## START

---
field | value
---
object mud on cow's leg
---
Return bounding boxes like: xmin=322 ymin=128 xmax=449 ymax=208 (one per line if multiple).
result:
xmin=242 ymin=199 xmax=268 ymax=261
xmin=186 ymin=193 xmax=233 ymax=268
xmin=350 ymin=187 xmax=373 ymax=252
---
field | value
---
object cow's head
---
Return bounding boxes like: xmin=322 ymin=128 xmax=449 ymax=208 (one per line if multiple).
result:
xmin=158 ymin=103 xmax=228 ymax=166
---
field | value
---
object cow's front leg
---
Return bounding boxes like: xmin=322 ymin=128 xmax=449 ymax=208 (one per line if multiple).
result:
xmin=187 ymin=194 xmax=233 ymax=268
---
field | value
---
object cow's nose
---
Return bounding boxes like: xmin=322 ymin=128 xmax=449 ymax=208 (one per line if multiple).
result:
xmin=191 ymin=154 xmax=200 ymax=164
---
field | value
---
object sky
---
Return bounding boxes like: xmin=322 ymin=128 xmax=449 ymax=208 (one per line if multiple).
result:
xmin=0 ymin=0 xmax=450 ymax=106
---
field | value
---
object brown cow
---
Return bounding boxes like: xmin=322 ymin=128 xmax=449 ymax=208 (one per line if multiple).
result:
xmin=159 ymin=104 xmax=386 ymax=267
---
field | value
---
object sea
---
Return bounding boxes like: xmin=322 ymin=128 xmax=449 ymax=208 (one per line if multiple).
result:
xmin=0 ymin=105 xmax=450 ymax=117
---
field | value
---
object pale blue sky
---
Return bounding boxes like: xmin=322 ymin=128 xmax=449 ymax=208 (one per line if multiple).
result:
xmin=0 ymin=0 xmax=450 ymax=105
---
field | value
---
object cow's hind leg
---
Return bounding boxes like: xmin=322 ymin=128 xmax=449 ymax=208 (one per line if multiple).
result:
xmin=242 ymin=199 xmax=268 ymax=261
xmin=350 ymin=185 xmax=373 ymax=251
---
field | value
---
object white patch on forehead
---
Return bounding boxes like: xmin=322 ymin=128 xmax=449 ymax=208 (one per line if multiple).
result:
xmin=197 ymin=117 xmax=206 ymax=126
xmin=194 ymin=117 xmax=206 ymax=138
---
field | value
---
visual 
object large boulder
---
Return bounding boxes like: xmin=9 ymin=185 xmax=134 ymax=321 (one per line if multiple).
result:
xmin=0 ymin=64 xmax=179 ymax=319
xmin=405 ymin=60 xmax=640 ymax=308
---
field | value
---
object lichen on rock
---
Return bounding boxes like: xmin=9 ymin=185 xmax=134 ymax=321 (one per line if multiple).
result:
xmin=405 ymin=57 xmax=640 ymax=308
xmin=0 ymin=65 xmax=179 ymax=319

## END

- Aim of the exercise: Using the data above, repeat every line exactly.

- Response to this task:
---
field | value
---
object mud on cow's leg
---
Return bounding boxes like: xmin=322 ymin=128 xmax=449 ymax=208 (one per line if multiple).
result:
xmin=242 ymin=199 xmax=268 ymax=261
xmin=186 ymin=193 xmax=233 ymax=268
xmin=350 ymin=187 xmax=373 ymax=252
---
field | value
---
object cow's head
---
Return bounding boxes like: xmin=322 ymin=128 xmax=449 ymax=208 (one per line if multiple).
result:
xmin=158 ymin=103 xmax=228 ymax=166
---
field | value
---
object cow's front leg
---
Return bounding boxes like: xmin=322 ymin=128 xmax=449 ymax=208 (one per line if multiple).
result:
xmin=187 ymin=194 xmax=233 ymax=268
---
field | value
---
object cow's nose
---
Return bounding boxes like: xmin=322 ymin=128 xmax=449 ymax=208 (one per line if multiple).
result:
xmin=191 ymin=154 xmax=200 ymax=164
---
field | value
---
object sky
---
Return bounding boxes like: xmin=322 ymin=128 xmax=449 ymax=208 (one per line if multiple).
result:
xmin=0 ymin=0 xmax=450 ymax=106
---
field | value
---
object brown cow
---
Return bounding boxes like: xmin=322 ymin=128 xmax=449 ymax=208 (one per line if multiple).
result:
xmin=159 ymin=104 xmax=386 ymax=267
---
field | value
---
object sea
---
Return bounding boxes like: xmin=322 ymin=128 xmax=449 ymax=208 (one per line if multiple).
result:
xmin=0 ymin=105 xmax=450 ymax=117
---
field | value
---
object pale blue sky
---
Return bounding boxes like: xmin=322 ymin=128 xmax=449 ymax=208 (one per line if multiple).
result:
xmin=0 ymin=0 xmax=450 ymax=105
---
field | value
---
object cow's hind leg
---
Return bounding boxes like: xmin=322 ymin=128 xmax=449 ymax=208 (one per line if multiple).
result:
xmin=242 ymin=199 xmax=268 ymax=261
xmin=350 ymin=185 xmax=373 ymax=251
---
field | value
---
object white patch on forehead
---
Return bounding boxes like: xmin=322 ymin=128 xmax=449 ymax=208 (one per line if multiple).
result:
xmin=197 ymin=117 xmax=206 ymax=126
xmin=194 ymin=117 xmax=206 ymax=138
---
field | value
---
visual 
object large boulder
---
Return bounding boxes like: xmin=9 ymin=185 xmax=134 ymax=321 (one per line if multiple).
result:
xmin=0 ymin=64 xmax=179 ymax=319
xmin=405 ymin=60 xmax=640 ymax=308
---
field | value
---
object lichen on rock
---
Return bounding boxes like: xmin=9 ymin=185 xmax=134 ymax=321 (one per line if multiple).
result:
xmin=405 ymin=57 xmax=640 ymax=308
xmin=0 ymin=65 xmax=179 ymax=319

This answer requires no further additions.